AIM
Please list every line in the data below that contains the word "bumpy", copying each line in full. Matches must be case-sensitive.
>> Begin SUPPLIED INFORMATION
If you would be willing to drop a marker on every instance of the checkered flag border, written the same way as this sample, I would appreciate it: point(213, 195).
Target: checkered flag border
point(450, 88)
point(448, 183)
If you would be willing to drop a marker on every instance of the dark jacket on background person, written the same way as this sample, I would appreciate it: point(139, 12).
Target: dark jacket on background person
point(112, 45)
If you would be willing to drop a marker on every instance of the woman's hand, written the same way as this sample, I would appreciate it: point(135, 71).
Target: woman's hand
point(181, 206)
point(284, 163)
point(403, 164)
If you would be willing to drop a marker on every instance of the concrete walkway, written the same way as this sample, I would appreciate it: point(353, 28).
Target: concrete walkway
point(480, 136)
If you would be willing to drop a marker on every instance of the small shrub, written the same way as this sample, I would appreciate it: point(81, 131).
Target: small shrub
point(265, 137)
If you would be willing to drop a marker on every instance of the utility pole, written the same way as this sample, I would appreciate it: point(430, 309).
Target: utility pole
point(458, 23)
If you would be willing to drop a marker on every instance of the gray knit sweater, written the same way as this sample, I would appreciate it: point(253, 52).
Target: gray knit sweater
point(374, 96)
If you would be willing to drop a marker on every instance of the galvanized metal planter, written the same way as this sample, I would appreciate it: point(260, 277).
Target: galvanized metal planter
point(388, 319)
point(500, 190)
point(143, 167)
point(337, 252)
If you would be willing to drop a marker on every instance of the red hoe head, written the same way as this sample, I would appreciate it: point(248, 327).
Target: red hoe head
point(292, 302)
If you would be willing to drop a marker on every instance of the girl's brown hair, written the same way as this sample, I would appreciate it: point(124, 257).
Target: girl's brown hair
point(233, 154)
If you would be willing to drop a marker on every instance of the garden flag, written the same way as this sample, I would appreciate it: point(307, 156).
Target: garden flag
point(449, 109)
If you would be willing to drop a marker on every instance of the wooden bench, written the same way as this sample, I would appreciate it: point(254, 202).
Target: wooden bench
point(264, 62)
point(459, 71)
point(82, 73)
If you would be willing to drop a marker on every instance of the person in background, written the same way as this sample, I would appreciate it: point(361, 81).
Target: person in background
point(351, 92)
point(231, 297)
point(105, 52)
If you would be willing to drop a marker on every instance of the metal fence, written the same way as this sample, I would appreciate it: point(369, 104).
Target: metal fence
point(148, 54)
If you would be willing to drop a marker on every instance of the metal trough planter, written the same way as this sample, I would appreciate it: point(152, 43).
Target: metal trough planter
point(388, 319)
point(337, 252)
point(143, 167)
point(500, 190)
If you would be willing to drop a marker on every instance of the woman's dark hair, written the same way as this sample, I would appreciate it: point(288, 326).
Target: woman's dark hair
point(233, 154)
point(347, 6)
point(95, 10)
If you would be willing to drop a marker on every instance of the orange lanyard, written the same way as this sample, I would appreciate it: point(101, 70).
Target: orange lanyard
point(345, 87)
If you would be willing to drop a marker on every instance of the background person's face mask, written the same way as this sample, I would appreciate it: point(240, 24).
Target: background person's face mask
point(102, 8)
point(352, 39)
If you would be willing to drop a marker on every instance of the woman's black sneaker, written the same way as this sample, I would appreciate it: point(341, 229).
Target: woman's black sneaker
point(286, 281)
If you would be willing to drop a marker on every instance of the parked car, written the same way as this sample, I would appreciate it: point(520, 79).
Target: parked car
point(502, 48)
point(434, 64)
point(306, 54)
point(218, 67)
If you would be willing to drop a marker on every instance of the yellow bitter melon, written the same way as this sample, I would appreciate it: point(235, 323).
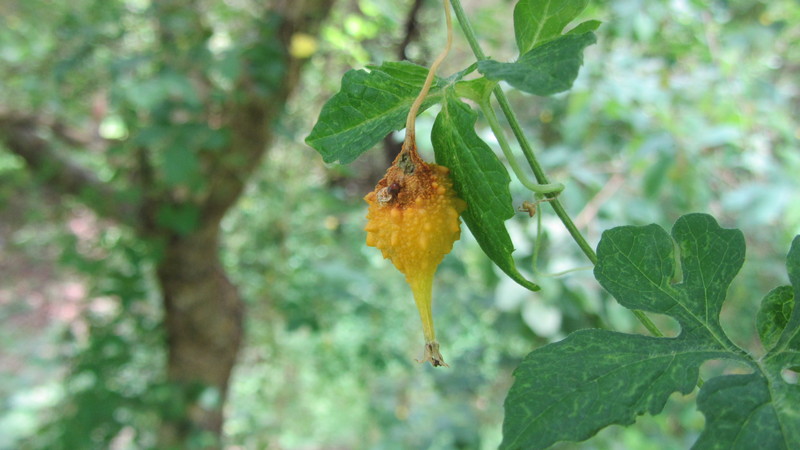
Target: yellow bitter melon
point(413, 218)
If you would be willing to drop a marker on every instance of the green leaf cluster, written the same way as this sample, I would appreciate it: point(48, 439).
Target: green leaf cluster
point(375, 102)
point(594, 378)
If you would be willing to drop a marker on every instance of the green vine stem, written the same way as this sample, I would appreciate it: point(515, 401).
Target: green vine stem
point(494, 124)
point(527, 150)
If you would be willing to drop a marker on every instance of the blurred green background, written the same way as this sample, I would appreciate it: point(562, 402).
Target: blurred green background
point(682, 106)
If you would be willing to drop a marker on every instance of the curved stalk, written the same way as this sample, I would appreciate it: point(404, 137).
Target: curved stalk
point(527, 150)
point(426, 87)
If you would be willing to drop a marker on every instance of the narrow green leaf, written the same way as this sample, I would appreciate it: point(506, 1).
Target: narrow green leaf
point(477, 89)
point(480, 179)
point(585, 27)
point(369, 106)
point(594, 378)
point(773, 316)
point(790, 339)
point(538, 21)
point(545, 70)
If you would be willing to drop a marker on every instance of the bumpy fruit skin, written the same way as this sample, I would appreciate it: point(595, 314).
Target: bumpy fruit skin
point(413, 218)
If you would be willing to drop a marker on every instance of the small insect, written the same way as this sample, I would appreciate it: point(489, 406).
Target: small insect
point(530, 207)
point(388, 193)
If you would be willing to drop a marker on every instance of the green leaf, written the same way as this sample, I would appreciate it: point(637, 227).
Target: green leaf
point(790, 338)
point(480, 179)
point(477, 89)
point(545, 70)
point(585, 27)
point(369, 106)
point(538, 21)
point(773, 316)
point(605, 378)
point(571, 389)
point(745, 412)
point(636, 265)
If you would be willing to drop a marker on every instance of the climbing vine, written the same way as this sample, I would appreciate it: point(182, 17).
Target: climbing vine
point(571, 389)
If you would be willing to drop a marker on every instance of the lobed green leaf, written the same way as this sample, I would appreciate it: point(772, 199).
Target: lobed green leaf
point(480, 179)
point(369, 106)
point(773, 316)
point(539, 21)
point(637, 266)
point(571, 389)
point(748, 411)
point(545, 70)
point(606, 378)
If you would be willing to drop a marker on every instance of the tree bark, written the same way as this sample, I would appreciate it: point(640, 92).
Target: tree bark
point(203, 309)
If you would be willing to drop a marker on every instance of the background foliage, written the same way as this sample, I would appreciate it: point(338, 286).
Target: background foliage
point(681, 106)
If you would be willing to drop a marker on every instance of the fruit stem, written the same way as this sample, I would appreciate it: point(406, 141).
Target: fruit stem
point(426, 87)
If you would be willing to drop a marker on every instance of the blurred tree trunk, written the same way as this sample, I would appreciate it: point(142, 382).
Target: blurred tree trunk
point(203, 309)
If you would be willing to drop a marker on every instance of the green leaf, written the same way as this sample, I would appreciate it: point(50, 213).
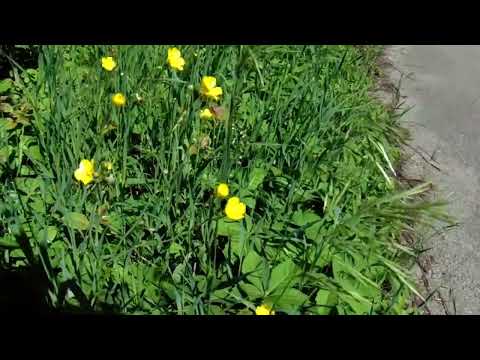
>> End SUPPLIED INFORMATION
SOLUTION
If you would be willing to drop a marker on every instance of the bumpy fruit skin, written the same way as this sample, I would appreciate it: point(595, 314).
Target: bumpy fruit skin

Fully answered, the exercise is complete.